Region pointing data:
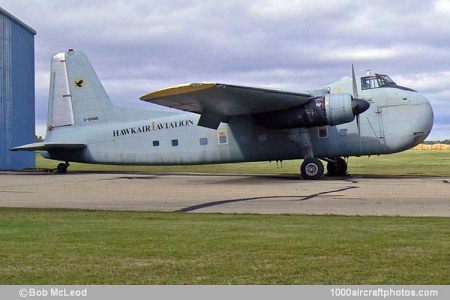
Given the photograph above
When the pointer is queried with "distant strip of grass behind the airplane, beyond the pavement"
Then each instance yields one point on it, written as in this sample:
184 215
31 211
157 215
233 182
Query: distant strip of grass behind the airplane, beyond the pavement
412 162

WHAT TO WORK ON:
Each line of the data above needs to be retyped as it is, without any picture.

ANSWER BELOW:
Given the photograph above
When the pointer is queried with "distant strip of grass behind the airplane, beyond the pavement"
Then each instance yields one point on it, written as in this sample:
184 215
31 211
157 215
233 182
Query: distant strip of grass behind the airplane, beyond the pavement
412 162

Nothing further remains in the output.